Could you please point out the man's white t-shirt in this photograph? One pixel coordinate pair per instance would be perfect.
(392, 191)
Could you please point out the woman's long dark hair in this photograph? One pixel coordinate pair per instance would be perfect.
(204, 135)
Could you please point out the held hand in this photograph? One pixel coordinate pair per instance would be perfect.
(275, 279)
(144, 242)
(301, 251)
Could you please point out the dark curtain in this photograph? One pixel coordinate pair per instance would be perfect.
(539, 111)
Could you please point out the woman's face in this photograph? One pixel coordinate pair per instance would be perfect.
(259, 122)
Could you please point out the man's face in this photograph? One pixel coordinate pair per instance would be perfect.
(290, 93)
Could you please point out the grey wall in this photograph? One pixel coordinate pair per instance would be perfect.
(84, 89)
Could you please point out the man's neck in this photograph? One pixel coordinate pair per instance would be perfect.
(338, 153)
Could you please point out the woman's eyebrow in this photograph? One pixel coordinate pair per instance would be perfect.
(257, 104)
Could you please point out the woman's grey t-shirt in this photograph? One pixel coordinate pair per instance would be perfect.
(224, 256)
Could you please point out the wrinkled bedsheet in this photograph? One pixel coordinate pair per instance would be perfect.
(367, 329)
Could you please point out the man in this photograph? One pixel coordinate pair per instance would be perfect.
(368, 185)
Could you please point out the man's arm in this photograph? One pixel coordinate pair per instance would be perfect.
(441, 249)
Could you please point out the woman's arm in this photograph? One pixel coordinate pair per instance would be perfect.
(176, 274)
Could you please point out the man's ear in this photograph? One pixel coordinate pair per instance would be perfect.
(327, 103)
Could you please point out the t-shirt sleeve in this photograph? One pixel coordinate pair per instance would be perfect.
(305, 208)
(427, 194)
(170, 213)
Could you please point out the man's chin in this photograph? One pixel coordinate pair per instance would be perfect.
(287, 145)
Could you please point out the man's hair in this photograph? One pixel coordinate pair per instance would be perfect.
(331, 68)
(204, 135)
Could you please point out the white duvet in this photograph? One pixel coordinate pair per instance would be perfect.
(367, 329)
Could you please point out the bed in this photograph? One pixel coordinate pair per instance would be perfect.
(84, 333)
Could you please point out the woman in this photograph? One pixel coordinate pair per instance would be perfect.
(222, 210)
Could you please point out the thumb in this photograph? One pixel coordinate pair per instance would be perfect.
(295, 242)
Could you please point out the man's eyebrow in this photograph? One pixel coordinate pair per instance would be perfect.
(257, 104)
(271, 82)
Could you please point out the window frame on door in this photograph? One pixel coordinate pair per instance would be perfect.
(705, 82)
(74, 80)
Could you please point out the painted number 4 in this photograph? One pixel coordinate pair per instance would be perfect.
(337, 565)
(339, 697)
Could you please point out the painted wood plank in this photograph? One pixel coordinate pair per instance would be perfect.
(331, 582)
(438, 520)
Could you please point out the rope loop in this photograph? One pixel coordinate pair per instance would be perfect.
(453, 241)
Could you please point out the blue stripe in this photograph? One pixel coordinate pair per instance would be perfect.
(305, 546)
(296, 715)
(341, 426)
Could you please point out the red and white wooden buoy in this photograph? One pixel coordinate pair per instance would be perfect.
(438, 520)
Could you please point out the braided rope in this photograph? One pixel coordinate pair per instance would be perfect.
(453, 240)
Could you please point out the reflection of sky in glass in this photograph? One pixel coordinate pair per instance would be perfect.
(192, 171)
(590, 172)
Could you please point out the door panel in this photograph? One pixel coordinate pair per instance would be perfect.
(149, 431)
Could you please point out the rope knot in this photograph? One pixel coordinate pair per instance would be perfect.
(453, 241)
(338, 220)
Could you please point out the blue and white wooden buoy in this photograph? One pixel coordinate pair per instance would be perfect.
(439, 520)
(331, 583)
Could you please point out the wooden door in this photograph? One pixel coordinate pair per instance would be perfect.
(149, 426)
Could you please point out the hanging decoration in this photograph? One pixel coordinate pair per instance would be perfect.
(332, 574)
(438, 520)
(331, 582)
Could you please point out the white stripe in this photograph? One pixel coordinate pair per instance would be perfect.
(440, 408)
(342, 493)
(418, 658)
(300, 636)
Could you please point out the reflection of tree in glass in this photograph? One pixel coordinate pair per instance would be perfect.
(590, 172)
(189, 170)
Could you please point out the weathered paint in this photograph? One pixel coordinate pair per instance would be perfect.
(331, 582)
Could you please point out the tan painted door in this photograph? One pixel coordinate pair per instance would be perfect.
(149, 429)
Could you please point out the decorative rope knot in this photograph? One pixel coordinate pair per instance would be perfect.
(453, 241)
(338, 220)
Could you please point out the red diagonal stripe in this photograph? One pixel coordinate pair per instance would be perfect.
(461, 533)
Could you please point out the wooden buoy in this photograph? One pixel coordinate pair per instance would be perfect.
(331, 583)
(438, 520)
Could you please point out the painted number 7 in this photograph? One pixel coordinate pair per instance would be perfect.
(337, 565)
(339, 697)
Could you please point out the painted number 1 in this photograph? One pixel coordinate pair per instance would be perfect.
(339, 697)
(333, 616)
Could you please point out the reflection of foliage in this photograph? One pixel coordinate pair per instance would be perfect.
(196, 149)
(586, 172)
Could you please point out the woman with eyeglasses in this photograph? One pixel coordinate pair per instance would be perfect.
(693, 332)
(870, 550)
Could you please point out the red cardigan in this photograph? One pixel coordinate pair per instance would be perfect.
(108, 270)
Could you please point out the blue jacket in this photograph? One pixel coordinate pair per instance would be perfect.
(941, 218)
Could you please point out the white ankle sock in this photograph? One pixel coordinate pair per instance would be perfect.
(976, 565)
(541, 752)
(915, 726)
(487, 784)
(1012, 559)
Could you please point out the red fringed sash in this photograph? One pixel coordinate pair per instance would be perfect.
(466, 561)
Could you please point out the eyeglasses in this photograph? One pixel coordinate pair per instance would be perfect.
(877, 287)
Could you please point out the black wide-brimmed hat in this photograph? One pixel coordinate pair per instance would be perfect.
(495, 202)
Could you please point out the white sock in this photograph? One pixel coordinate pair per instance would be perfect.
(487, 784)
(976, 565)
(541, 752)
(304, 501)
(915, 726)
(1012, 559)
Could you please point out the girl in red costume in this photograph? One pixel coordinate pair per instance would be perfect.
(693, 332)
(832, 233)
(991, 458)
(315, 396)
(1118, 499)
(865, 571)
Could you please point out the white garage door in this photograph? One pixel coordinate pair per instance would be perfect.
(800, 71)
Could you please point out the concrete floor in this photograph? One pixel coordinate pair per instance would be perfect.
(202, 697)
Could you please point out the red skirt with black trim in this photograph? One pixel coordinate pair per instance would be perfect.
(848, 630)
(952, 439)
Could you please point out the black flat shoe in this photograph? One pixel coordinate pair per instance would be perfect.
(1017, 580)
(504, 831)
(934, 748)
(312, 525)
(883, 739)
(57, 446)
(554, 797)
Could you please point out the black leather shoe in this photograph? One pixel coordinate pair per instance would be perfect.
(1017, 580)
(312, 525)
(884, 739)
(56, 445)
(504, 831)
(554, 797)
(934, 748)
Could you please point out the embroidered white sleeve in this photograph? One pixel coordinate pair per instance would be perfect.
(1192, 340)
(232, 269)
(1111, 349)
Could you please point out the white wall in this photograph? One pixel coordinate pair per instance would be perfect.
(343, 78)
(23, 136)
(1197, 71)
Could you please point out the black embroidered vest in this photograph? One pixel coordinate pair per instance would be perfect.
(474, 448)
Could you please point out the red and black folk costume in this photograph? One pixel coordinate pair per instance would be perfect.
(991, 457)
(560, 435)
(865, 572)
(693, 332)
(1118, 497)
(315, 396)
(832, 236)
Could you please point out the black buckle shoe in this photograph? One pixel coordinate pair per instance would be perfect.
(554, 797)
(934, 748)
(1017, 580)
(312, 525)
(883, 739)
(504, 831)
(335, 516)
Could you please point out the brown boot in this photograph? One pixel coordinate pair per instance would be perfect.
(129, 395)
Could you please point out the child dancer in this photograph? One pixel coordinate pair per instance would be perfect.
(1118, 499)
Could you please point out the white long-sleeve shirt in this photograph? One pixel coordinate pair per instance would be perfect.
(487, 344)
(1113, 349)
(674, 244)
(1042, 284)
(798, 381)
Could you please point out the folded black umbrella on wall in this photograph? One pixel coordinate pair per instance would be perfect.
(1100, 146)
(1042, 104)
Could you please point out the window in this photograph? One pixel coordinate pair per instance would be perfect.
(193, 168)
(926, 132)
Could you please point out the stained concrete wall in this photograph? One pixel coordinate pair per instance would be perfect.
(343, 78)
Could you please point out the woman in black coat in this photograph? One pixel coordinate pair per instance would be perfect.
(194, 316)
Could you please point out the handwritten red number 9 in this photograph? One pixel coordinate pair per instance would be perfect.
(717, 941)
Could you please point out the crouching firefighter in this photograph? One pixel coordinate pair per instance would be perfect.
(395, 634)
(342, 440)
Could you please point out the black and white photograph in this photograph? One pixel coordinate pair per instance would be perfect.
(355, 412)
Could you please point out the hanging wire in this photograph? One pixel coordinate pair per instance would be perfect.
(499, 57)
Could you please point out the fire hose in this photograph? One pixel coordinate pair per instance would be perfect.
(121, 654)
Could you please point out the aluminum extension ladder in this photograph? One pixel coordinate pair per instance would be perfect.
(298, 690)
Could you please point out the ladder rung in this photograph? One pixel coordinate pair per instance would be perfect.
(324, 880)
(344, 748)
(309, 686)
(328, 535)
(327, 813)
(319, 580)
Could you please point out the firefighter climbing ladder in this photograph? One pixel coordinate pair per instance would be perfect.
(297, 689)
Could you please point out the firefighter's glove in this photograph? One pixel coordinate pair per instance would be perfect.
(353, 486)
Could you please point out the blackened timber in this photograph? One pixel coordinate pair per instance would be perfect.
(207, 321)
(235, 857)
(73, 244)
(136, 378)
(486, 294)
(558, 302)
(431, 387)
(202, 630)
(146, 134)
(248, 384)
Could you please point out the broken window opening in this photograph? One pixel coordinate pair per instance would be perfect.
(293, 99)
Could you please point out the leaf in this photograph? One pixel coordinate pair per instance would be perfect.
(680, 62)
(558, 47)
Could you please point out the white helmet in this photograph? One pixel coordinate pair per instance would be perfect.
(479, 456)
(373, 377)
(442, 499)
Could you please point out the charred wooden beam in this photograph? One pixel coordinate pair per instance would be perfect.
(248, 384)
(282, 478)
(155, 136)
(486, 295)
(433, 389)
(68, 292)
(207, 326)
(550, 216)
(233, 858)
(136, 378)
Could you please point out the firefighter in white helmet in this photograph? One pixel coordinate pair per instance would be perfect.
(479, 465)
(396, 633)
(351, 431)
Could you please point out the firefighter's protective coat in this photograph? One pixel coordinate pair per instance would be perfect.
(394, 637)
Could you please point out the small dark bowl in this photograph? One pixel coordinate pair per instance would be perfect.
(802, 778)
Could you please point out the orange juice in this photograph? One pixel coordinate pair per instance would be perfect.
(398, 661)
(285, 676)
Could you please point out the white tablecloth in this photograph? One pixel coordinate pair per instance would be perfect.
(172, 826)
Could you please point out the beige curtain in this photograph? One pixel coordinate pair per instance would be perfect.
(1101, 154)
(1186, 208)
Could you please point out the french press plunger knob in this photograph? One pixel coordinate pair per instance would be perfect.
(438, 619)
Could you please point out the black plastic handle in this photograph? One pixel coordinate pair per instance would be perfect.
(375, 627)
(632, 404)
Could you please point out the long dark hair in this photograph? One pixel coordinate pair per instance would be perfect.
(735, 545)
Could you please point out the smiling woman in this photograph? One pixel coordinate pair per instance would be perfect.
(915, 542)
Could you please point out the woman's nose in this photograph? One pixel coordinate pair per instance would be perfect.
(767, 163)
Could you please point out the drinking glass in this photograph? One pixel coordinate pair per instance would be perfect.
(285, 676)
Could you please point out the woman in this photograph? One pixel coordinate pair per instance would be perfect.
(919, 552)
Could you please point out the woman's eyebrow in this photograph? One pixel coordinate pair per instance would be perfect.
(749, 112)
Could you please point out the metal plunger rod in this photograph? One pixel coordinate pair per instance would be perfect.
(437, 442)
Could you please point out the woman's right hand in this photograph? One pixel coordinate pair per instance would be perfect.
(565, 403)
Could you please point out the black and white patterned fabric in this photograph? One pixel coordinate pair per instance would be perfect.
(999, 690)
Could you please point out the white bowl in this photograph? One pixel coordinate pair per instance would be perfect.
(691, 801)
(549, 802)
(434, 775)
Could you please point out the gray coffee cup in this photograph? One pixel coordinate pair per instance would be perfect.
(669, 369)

━━━━━━━━━━

Nothing but the lines from the line with "Could you please point out the gray" to the last line of the listing above should appear; please retype them exactly, both ends included.

◆ The answer ◆
Could you please point out the gray coffee cup in this photograph? One pixel coordinate pair per instance would be perfect.
(669, 369)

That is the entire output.